_The task_.
Reproduce all the lines exactly as they stand, apart from the pictures.

_Items_.

* * *

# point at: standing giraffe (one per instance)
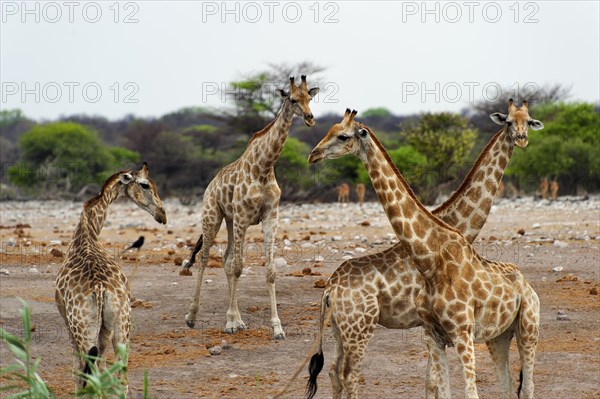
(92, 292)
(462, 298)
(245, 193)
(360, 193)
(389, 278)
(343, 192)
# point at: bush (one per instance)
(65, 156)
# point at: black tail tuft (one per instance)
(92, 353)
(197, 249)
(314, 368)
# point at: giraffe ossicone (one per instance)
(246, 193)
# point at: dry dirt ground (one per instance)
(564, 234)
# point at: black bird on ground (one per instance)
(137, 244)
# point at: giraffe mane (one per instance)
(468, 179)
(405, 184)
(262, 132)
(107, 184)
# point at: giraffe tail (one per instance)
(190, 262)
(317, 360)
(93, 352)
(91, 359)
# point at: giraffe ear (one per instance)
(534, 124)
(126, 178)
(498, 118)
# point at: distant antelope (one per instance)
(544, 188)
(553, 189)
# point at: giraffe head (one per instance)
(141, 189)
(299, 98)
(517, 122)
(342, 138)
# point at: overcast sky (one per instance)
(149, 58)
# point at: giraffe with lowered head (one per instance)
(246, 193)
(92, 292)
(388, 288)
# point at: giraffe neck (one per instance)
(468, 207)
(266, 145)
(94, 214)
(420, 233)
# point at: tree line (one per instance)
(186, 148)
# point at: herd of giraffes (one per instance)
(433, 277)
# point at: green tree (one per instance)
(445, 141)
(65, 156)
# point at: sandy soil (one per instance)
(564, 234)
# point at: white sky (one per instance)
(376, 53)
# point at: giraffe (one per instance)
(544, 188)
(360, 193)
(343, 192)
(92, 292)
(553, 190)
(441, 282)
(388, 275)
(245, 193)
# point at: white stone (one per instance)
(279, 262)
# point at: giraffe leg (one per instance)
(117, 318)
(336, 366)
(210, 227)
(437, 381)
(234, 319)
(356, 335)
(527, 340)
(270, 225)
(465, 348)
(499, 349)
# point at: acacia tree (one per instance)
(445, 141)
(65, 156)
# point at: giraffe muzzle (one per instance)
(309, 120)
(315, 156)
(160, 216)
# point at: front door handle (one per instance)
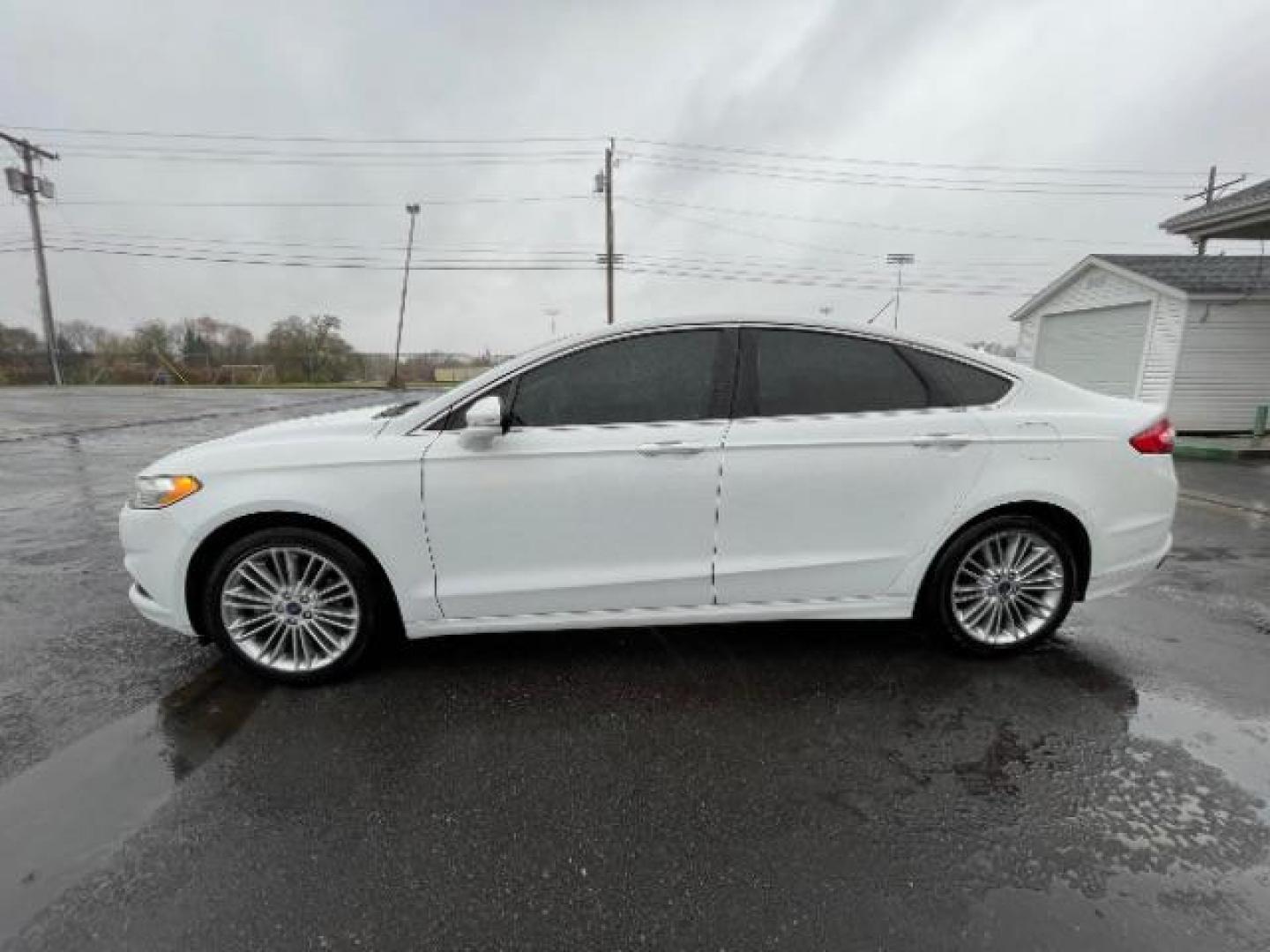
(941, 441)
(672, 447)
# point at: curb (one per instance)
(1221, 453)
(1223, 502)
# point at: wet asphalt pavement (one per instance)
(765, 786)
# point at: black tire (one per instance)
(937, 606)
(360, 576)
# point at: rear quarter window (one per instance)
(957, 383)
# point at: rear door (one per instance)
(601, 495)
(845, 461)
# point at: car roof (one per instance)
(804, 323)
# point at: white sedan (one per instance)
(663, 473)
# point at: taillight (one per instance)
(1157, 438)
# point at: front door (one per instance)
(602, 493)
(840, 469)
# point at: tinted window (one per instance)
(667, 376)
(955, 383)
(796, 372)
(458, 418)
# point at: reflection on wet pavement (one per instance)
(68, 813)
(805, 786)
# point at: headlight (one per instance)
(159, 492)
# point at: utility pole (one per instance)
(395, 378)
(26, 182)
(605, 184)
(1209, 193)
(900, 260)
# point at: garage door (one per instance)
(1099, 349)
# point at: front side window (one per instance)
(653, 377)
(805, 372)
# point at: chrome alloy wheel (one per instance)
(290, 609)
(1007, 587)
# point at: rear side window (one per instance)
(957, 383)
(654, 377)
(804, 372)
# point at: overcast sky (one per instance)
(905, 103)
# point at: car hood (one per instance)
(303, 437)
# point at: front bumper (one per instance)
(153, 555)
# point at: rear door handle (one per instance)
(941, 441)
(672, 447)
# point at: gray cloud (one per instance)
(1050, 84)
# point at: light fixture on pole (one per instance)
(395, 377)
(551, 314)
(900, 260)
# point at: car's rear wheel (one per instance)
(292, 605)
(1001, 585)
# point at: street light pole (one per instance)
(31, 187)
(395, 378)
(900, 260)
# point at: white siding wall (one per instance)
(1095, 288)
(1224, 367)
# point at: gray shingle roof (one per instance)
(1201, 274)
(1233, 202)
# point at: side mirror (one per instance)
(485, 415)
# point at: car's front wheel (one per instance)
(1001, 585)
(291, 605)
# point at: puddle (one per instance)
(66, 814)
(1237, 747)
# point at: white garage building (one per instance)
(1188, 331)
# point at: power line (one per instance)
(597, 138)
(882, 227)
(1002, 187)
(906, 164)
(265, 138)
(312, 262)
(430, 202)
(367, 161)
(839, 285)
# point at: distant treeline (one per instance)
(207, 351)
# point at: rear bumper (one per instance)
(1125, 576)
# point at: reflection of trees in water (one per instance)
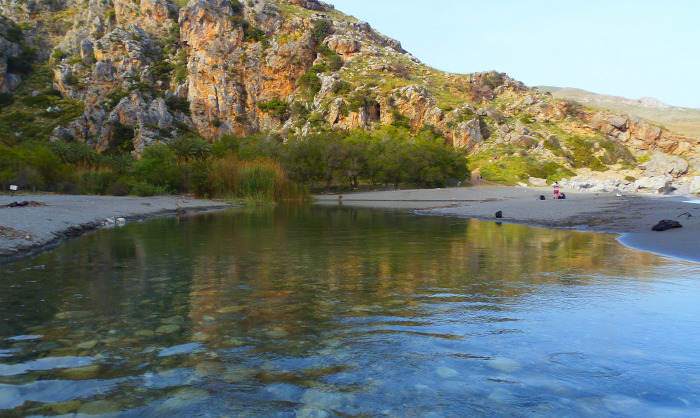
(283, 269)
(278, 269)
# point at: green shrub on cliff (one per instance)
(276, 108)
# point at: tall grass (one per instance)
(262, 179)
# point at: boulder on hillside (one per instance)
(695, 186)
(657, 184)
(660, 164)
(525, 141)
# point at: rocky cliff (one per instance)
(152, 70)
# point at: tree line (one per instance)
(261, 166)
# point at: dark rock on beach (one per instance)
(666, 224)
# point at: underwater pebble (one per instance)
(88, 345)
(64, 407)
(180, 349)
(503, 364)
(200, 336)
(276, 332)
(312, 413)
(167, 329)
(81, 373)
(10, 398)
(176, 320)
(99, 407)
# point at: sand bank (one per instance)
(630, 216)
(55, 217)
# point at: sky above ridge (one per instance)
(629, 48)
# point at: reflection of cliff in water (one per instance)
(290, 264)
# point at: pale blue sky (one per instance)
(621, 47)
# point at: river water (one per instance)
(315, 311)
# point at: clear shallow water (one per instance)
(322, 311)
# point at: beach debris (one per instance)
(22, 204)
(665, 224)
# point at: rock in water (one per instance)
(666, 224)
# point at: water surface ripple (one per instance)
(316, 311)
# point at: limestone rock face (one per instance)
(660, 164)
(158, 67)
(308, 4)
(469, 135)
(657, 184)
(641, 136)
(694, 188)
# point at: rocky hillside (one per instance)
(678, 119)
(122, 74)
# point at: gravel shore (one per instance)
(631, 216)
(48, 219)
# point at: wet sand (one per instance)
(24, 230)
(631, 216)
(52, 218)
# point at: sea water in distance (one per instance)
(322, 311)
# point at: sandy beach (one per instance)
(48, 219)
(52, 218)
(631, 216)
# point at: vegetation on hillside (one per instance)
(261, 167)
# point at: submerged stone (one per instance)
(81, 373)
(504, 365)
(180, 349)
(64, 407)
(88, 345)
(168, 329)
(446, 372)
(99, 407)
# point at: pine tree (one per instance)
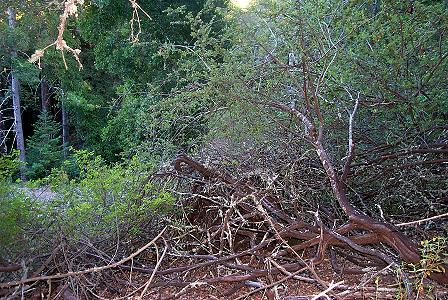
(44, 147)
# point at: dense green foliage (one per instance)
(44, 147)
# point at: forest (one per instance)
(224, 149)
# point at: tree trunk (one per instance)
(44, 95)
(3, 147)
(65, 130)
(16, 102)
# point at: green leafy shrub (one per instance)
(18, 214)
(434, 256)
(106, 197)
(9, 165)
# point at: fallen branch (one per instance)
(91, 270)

* * *

_Task solution_.
# point at: standing giraffe (one per instance)
(92, 292)
(462, 298)
(245, 193)
(360, 193)
(389, 278)
(343, 192)
# point at: bush (one per instance)
(65, 156)
# point at: black tail tuft (one per instance)
(92, 353)
(197, 249)
(314, 368)
# point at: giraffe ossicone (one per instance)
(246, 193)
# point at: dry dirt ground (one per instance)
(564, 234)
# point at: black bird on ground (one per instance)
(137, 244)
# point at: giraffe mane (one per instance)
(468, 179)
(405, 184)
(262, 132)
(107, 184)
# point at: giraffe tail (one per instance)
(190, 262)
(317, 360)
(93, 352)
(91, 359)
# point at: giraffe ear (one per instance)
(534, 124)
(126, 178)
(498, 118)
# point at: distant antelope (one per instance)
(544, 188)
(553, 189)
# point at: giraffe head (one per instance)
(141, 189)
(299, 98)
(517, 122)
(342, 138)
# point at: overcast sky (one per instance)
(149, 58)
# point at: giraffe with lowered head (one per instance)
(246, 193)
(92, 292)
(388, 288)
# point at: giraffe neck (one per instance)
(468, 207)
(266, 145)
(94, 214)
(420, 233)
# point at: tree line (one per instance)
(186, 148)
# point at: herd of giraffes (one per instance)
(433, 277)
# point at: green tree (one per instance)
(445, 141)
(65, 156)
# point at: sandy soil (one per instance)
(564, 234)
# point at: white sky (one per instance)
(376, 53)
# point at: giraffe (one per instance)
(544, 188)
(360, 193)
(343, 192)
(92, 292)
(553, 190)
(441, 282)
(388, 275)
(245, 193)
# point at: white stone (one per instance)
(279, 262)
# point at: giraffe leg (one per instance)
(117, 318)
(336, 366)
(210, 227)
(437, 381)
(234, 319)
(356, 335)
(527, 340)
(270, 225)
(465, 348)
(499, 349)
# point at: acacia tree (one per instance)
(445, 141)
(65, 156)
# point at: giraffe muzzle (one per instance)
(309, 120)
(315, 156)
(160, 216)
# point at: front door handle (one per instance)
(941, 441)
(672, 447)
# point at: curb (one per instance)
(1221, 453)
(1223, 502)
# point at: wet asphalt pavement (one per instance)
(765, 786)
# point at: black tire (one per instance)
(937, 606)
(360, 576)
# point at: rear quarter window (one per instance)
(957, 383)
# point at: rear door (one per instance)
(601, 495)
(845, 461)
# point at: car roof (one per instance)
(804, 323)
# point at: white sedan (one per instance)
(663, 473)
# point at: taillight (one per instance)
(1157, 438)
# point at: front door (one per instance)
(602, 493)
(840, 469)
# point at: tinted window (one per instance)
(667, 376)
(955, 383)
(796, 372)
(458, 418)
# point at: reflection on wet pavement (one per instance)
(68, 813)
(805, 786)
# point at: headlight (one per instance)
(159, 492)
# point at: utility pole (one per instance)
(395, 378)
(26, 182)
(605, 184)
(1209, 193)
(900, 260)
# point at: garage door (one per instance)
(1099, 349)
# point at: front side window (one per instance)
(653, 377)
(805, 372)
# point at: chrome alloy wheel (one per instance)
(290, 609)
(1007, 587)
# point at: rear side window (one per instance)
(957, 383)
(654, 377)
(804, 372)
# point at: overcast sky (one per instance)
(905, 103)
# point at: car hood (one per instance)
(303, 437)
# point at: front bumper (one per instance)
(153, 555)
# point at: rear door handle (one per instance)
(941, 441)
(672, 447)
# point at: gray cloud (one per instance)
(1050, 84)
# point at: light fixture on pole (one per instance)
(395, 377)
(551, 314)
(900, 260)
# point at: car's rear wheel (one per instance)
(292, 605)
(1001, 585)
# point at: street light pole (one per instance)
(31, 187)
(395, 378)
(900, 260)
# point at: white siding wall (one per instance)
(1095, 288)
(1224, 367)
# point at: gray shingle roof (one per instance)
(1201, 274)
(1233, 202)
# point at: side mirror (one per instance)
(485, 415)
# point at: car's front wheel (one per instance)
(1001, 585)
(291, 605)
# point at: puddle (one per instance)
(66, 814)
(1237, 747)
# point at: white garage building (one per instance)
(1188, 331)
# point at: power line (one per instance)
(597, 138)
(882, 227)
(1002, 187)
(906, 164)
(265, 138)
(312, 262)
(430, 202)
(367, 161)
(839, 285)
# point at: distant treeline (one per instance)
(207, 351)
# point at: rear bumper (one per instance)
(1125, 576)
# point at: reflection of trees in water (one per instance)
(283, 269)
(278, 269)
# point at: green shrub on cliff (one per instance)
(276, 108)
# point at: tall grass (one per instance)
(262, 179)
# point at: boulder on hillside (one per instance)
(695, 186)
(657, 184)
(660, 164)
(525, 141)
# point at: rocky cliff (one per instance)
(152, 70)
# point at: tree line (one per instance)
(261, 166)
# point at: dark rock on beach (one per instance)
(666, 224)
# point at: underwater pebble (one per instance)
(88, 345)
(64, 407)
(180, 349)
(503, 364)
(200, 336)
(276, 332)
(312, 413)
(167, 329)
(81, 373)
(10, 398)
(176, 320)
(99, 407)
# point at: sand bank (one per instance)
(630, 216)
(55, 217)
# point at: sky above ridge (one per instance)
(629, 48)
# point at: reflection of cliff in water (one per instance)
(290, 264)
# point at: pale blue sky (one per instance)
(621, 47)
# point at: river water (one per instance)
(315, 311)
# point at: clear shallow water (one per instance)
(322, 311)
# point at: beach debris (one per instance)
(22, 204)
(665, 224)
# point at: rock in water (one per instance)
(666, 224)
# point at: water surface ripple (one per instance)
(316, 311)
# point at: limestone rock face (one per instance)
(660, 164)
(158, 67)
(308, 4)
(469, 135)
(657, 184)
(641, 136)
(694, 188)
# point at: rocky hillside (one per instance)
(678, 119)
(122, 74)
# point at: gravel shore (one per instance)
(631, 216)
(48, 219)
# point at: wet sand (one per instance)
(24, 230)
(631, 216)
(52, 218)
# point at: sea water in distance (one per instance)
(322, 311)
# point at: sandy beach (one per instance)
(48, 219)
(52, 218)
(631, 216)
# point at: vegetation on hillside (one per instance)
(261, 167)
# point at: submerged stone (one per instance)
(81, 373)
(504, 365)
(180, 349)
(64, 407)
(88, 345)
(168, 329)
(446, 372)
(99, 407)
# point at: pine tree (one per instance)
(44, 147)
# point at: dense green foliage (one per instance)
(44, 147)
# point at: forest (one per instance)
(224, 149)
# point at: tree trunk (one per instance)
(44, 95)
(3, 147)
(65, 130)
(16, 102)
# point at: green leafy shrub (one per instance)
(18, 214)
(434, 256)
(106, 197)
(9, 165)
# point at: fallen branch (one per instance)
(91, 270)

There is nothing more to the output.